[Records provided Boundary: Start]

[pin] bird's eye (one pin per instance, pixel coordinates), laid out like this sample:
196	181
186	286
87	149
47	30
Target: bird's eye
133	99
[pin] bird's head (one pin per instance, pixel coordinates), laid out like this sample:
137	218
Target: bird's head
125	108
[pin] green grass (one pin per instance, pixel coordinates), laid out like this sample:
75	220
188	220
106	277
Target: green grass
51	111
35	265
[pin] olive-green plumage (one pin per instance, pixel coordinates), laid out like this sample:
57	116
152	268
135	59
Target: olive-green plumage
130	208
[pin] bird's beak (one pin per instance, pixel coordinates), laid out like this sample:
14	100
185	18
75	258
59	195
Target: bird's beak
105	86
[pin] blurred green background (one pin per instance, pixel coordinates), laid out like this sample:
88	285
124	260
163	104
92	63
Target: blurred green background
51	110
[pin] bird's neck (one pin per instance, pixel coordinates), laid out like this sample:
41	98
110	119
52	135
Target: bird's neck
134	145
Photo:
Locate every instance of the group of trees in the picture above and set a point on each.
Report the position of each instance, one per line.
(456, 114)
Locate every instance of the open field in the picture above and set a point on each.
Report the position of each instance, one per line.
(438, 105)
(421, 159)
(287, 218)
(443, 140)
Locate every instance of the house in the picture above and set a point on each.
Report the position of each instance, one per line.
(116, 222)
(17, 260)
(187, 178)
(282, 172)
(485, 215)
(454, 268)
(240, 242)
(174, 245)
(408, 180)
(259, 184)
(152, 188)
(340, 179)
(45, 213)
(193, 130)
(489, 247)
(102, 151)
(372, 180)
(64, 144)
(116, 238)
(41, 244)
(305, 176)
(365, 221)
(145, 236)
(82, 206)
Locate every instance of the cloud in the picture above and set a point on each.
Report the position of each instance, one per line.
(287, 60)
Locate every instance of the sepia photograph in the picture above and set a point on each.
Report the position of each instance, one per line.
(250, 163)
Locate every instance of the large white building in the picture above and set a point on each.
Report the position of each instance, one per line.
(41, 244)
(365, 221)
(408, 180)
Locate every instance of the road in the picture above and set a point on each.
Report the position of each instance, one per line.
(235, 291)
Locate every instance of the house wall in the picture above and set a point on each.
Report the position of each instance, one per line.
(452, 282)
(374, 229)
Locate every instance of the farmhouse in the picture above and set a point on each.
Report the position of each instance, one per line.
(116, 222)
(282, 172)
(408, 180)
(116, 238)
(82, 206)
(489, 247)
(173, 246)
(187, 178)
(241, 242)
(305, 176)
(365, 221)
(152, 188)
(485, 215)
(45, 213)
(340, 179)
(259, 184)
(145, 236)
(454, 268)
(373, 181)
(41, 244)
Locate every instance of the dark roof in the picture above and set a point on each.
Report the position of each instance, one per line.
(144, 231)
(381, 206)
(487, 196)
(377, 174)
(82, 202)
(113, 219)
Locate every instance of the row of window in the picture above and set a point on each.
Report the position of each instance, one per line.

[Records provided Boundary: End]

■ Your goal
Check each line of the data for "picture". Copy the lines where it turns up.

■ Task output
Locate every instance of the group of trees in the picture above and set a point on each.
Locate every instance of the open field in the picture above and set a point on each.
Locate every instance of the house in the picture above and set a point on each.
Locate every instance of the cloud in the picture above and set a point on each.
Locate every instance of the sepia photograph in the picture above and set a point on each.
Locate every instance of the large white building in the picture above and set a point on each.
Locate every instance of the road in the picture above and set a point on each.
Locate every instance of the house wall in the picture above and set a point on each.
Locate every instance of the farmhouse in the picture above and set a point on each.
Locate every instance of the dark roof in the picture above and set a point on each.
Locate every instance of the row of window in the picture above and set a point on each.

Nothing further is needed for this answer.